-- start of Data provided --

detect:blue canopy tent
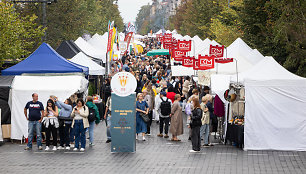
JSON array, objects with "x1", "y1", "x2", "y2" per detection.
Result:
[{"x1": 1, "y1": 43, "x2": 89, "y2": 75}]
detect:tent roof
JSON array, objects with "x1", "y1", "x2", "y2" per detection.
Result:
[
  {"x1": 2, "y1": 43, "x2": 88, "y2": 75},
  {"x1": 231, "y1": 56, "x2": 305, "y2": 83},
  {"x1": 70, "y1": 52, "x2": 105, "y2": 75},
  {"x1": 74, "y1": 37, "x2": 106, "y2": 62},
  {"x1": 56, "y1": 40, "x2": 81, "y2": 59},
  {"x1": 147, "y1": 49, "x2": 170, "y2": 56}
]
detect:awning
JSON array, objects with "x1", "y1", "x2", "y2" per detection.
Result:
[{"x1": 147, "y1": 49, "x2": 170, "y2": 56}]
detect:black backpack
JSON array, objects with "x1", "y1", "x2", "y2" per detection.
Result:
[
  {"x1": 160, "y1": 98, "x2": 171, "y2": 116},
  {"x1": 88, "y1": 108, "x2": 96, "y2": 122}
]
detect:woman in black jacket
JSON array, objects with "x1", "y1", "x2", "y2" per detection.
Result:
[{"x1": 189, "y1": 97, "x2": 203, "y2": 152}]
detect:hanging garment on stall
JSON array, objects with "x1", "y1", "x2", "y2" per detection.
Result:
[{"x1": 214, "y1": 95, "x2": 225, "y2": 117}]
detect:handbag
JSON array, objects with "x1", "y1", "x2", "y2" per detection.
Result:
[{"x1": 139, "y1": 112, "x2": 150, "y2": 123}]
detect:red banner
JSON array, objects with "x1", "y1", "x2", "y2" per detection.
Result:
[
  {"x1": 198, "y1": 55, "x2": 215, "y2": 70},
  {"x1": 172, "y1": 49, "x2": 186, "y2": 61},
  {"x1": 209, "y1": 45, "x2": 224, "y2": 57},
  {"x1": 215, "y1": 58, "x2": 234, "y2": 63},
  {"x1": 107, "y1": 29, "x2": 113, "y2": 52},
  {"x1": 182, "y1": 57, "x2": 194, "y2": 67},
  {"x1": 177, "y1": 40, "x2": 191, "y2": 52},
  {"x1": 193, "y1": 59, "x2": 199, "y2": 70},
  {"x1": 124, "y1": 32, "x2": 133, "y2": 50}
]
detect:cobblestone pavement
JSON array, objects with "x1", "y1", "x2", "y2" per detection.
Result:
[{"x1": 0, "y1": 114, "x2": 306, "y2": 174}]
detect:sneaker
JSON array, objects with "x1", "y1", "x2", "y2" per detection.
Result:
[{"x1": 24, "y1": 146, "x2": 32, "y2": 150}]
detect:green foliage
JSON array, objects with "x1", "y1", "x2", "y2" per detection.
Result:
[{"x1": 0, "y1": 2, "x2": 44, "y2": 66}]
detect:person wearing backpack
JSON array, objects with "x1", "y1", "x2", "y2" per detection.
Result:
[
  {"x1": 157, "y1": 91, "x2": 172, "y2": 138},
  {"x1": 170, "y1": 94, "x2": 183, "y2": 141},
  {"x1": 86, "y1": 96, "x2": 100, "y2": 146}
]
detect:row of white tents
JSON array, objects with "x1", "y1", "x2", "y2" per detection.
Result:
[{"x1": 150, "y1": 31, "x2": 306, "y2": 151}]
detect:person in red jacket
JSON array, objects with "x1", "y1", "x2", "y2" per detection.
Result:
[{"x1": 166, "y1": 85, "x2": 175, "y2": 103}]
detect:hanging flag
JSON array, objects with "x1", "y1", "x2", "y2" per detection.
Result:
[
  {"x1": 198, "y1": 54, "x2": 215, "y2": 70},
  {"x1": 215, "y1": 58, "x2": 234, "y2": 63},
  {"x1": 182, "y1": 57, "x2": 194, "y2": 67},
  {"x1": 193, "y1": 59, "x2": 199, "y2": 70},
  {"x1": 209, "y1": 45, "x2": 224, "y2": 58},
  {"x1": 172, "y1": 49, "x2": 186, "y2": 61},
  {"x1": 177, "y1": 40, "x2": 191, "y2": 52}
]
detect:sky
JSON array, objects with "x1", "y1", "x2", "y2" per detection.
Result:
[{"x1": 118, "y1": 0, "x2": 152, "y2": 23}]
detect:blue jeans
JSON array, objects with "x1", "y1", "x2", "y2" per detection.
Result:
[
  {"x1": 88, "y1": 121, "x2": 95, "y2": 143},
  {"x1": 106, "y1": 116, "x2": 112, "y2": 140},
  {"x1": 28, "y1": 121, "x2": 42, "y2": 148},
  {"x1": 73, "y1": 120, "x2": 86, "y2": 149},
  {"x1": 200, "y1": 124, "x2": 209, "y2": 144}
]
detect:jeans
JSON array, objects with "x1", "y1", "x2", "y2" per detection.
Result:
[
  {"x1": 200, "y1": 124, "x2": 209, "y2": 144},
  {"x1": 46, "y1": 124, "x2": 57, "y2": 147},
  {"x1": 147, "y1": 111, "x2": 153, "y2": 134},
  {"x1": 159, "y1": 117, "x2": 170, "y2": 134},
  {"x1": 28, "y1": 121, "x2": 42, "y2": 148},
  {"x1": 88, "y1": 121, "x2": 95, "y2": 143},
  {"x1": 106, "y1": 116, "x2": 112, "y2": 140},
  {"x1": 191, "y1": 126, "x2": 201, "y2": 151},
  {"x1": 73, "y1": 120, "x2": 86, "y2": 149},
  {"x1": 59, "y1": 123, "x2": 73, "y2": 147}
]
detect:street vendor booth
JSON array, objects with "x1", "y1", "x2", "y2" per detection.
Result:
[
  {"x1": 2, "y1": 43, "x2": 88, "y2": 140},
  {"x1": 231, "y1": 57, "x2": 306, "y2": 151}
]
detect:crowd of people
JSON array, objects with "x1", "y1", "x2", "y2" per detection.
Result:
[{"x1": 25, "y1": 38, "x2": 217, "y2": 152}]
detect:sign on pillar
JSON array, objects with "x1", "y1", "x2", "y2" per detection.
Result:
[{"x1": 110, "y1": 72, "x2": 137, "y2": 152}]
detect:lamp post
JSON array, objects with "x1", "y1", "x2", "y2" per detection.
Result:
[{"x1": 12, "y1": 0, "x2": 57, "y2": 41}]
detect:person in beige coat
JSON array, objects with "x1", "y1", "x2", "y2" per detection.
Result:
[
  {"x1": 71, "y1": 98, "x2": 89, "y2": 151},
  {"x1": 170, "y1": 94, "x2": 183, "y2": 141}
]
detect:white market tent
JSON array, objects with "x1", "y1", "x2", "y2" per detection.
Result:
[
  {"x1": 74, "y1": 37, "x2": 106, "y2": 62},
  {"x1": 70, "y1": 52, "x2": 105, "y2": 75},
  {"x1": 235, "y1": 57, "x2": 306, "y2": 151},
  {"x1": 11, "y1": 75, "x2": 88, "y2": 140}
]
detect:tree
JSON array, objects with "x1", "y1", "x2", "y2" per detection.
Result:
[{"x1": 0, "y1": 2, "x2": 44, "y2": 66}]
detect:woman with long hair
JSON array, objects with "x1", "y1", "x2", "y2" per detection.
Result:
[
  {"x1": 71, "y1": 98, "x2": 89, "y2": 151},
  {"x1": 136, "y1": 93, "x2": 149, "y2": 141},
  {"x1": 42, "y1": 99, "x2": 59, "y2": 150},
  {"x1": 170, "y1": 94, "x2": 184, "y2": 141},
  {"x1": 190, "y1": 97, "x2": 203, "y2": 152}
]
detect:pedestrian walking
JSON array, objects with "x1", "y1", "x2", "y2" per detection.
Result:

-- end of Data provided --

Directions for this task: Update all of the data above by changing every "Result" to "Output" and keeping everything else the same. Leave the pictures out of your reply.

Right answer:
detect:blue canopy tent
JSON array, objects with "x1", "y1", "x2", "y2" per detection.
Output:
[{"x1": 1, "y1": 43, "x2": 89, "y2": 75}]
detect:tent roof
JSON array, objects with "x1", "y1", "x2", "y2" per detection.
Output:
[
  {"x1": 2, "y1": 43, "x2": 88, "y2": 75},
  {"x1": 231, "y1": 56, "x2": 305, "y2": 83},
  {"x1": 70, "y1": 52, "x2": 105, "y2": 75},
  {"x1": 74, "y1": 37, "x2": 106, "y2": 62},
  {"x1": 56, "y1": 40, "x2": 81, "y2": 59},
  {"x1": 147, "y1": 49, "x2": 170, "y2": 56}
]
detect:awning
JSON array, objects with "x1", "y1", "x2", "y2" per detection.
Output:
[{"x1": 147, "y1": 49, "x2": 170, "y2": 56}]
detect:black backpack
JSON array, objects with "x1", "y1", "x2", "y2" per detection.
Output:
[
  {"x1": 160, "y1": 98, "x2": 171, "y2": 116},
  {"x1": 88, "y1": 108, "x2": 96, "y2": 122}
]
detect:woman in black jacket
JSON array, objects with "x1", "y1", "x2", "y2" per detection.
Output:
[{"x1": 189, "y1": 97, "x2": 203, "y2": 152}]
detect:hanging garment on stall
JSON array, objects with "x1", "y1", "x2", "y2" per detection.
Output:
[{"x1": 214, "y1": 95, "x2": 225, "y2": 117}]
detect:handbag
JSON array, objects with "x1", "y1", "x2", "y2" per detection.
Output:
[{"x1": 139, "y1": 112, "x2": 150, "y2": 123}]
detect:red banner
JSON array, objects with "x1", "y1", "x2", "y2" per detection.
Output:
[
  {"x1": 198, "y1": 55, "x2": 215, "y2": 70},
  {"x1": 172, "y1": 49, "x2": 186, "y2": 61},
  {"x1": 209, "y1": 45, "x2": 224, "y2": 57},
  {"x1": 215, "y1": 58, "x2": 234, "y2": 63},
  {"x1": 107, "y1": 29, "x2": 113, "y2": 52},
  {"x1": 182, "y1": 57, "x2": 194, "y2": 67},
  {"x1": 177, "y1": 40, "x2": 191, "y2": 52},
  {"x1": 193, "y1": 59, "x2": 199, "y2": 70},
  {"x1": 124, "y1": 32, "x2": 133, "y2": 50}
]
detect:cobblestone pavement
JSON array, objects with "x1", "y1", "x2", "y2" per detection.
Output:
[{"x1": 0, "y1": 114, "x2": 306, "y2": 174}]
detect:sneaker
JSON array, objects with "x1", "y1", "x2", "y2" per detection.
Output:
[{"x1": 24, "y1": 146, "x2": 32, "y2": 150}]
detect:green foliage
JSON array, objects with "x1", "y1", "x2", "y2" per detection.
Output:
[{"x1": 0, "y1": 2, "x2": 44, "y2": 66}]
detect:person wearing backpack
JSON array, objects with "x1", "y1", "x2", "y2" per detection.
Output:
[
  {"x1": 157, "y1": 91, "x2": 172, "y2": 138},
  {"x1": 170, "y1": 94, "x2": 183, "y2": 141},
  {"x1": 86, "y1": 96, "x2": 100, "y2": 146}
]
detect:row of white tents
JSON array, objects with "x1", "y1", "x2", "y2" per detection.
Output:
[{"x1": 150, "y1": 31, "x2": 306, "y2": 151}]
detect:person in red jacket
JSON array, objects with "x1", "y1", "x2", "y2" per detection.
Output:
[{"x1": 166, "y1": 85, "x2": 175, "y2": 103}]
detect:hanging flag
JSON array, objects with "x1", "y1", "x2", "y2" per detection.
Output:
[
  {"x1": 198, "y1": 54, "x2": 215, "y2": 70},
  {"x1": 215, "y1": 58, "x2": 234, "y2": 63},
  {"x1": 182, "y1": 57, "x2": 194, "y2": 67},
  {"x1": 193, "y1": 59, "x2": 199, "y2": 70},
  {"x1": 209, "y1": 45, "x2": 224, "y2": 58},
  {"x1": 172, "y1": 49, "x2": 186, "y2": 61},
  {"x1": 177, "y1": 40, "x2": 191, "y2": 52}
]
detect:sky
JSON array, objects with "x1", "y1", "x2", "y2" per detection.
Output:
[{"x1": 118, "y1": 0, "x2": 152, "y2": 23}]
detect:blue jeans
JSON array, objects with "x1", "y1", "x2", "y2" per detection.
Output:
[
  {"x1": 88, "y1": 121, "x2": 95, "y2": 143},
  {"x1": 106, "y1": 116, "x2": 112, "y2": 140},
  {"x1": 28, "y1": 121, "x2": 42, "y2": 148},
  {"x1": 73, "y1": 120, "x2": 86, "y2": 149},
  {"x1": 200, "y1": 124, "x2": 209, "y2": 144}
]
detect:jeans
JSON array, objects with "x1", "y1", "x2", "y2" per detection.
Output:
[
  {"x1": 200, "y1": 124, "x2": 209, "y2": 144},
  {"x1": 46, "y1": 124, "x2": 57, "y2": 147},
  {"x1": 147, "y1": 111, "x2": 153, "y2": 134},
  {"x1": 159, "y1": 117, "x2": 170, "y2": 134},
  {"x1": 28, "y1": 121, "x2": 42, "y2": 148},
  {"x1": 88, "y1": 121, "x2": 95, "y2": 143},
  {"x1": 106, "y1": 116, "x2": 112, "y2": 140},
  {"x1": 191, "y1": 126, "x2": 201, "y2": 151},
  {"x1": 73, "y1": 120, "x2": 86, "y2": 149},
  {"x1": 59, "y1": 123, "x2": 73, "y2": 147}
]
detect:street vendor booth
JSON array, objects with "x1", "y1", "x2", "y2" per detection.
Output:
[
  {"x1": 2, "y1": 43, "x2": 88, "y2": 140},
  {"x1": 231, "y1": 57, "x2": 306, "y2": 151}
]
detect:crowd of people
JSON array, objects with "x1", "y1", "x2", "y2" per detection.
Output:
[{"x1": 25, "y1": 38, "x2": 217, "y2": 152}]
detect:sign on pillar
JSON array, objects with "x1", "y1", "x2", "y2" per detection.
Output:
[{"x1": 110, "y1": 72, "x2": 137, "y2": 152}]
detect:lamp post
JSON array, objects with "x1", "y1", "x2", "y2" per detection.
Output:
[{"x1": 12, "y1": 0, "x2": 57, "y2": 41}]
detect:person in beige coat
JSON array, objects with "x1", "y1", "x2", "y2" per detection.
Output:
[
  {"x1": 71, "y1": 98, "x2": 89, "y2": 151},
  {"x1": 170, "y1": 94, "x2": 183, "y2": 141}
]
detect:white market tent
JSON array, objects with "x1", "y1", "x2", "y2" per detection.
Output:
[
  {"x1": 74, "y1": 37, "x2": 106, "y2": 62},
  {"x1": 70, "y1": 52, "x2": 105, "y2": 75},
  {"x1": 235, "y1": 57, "x2": 306, "y2": 151},
  {"x1": 11, "y1": 75, "x2": 88, "y2": 140}
]
detect:tree
JSON array, objects with "x1", "y1", "x2", "y2" per detection.
Output:
[{"x1": 0, "y1": 2, "x2": 44, "y2": 66}]
detect:woman with long hair
JSON array, objects with "x1", "y1", "x2", "y2" per detection.
Output:
[
  {"x1": 71, "y1": 98, "x2": 89, "y2": 151},
  {"x1": 136, "y1": 93, "x2": 149, "y2": 141},
  {"x1": 42, "y1": 99, "x2": 59, "y2": 150},
  {"x1": 170, "y1": 94, "x2": 184, "y2": 141},
  {"x1": 190, "y1": 97, "x2": 203, "y2": 152}
]
detect:pedestrian walking
JSON array, objects with "x1", "y1", "x2", "y2" per detection.
Output:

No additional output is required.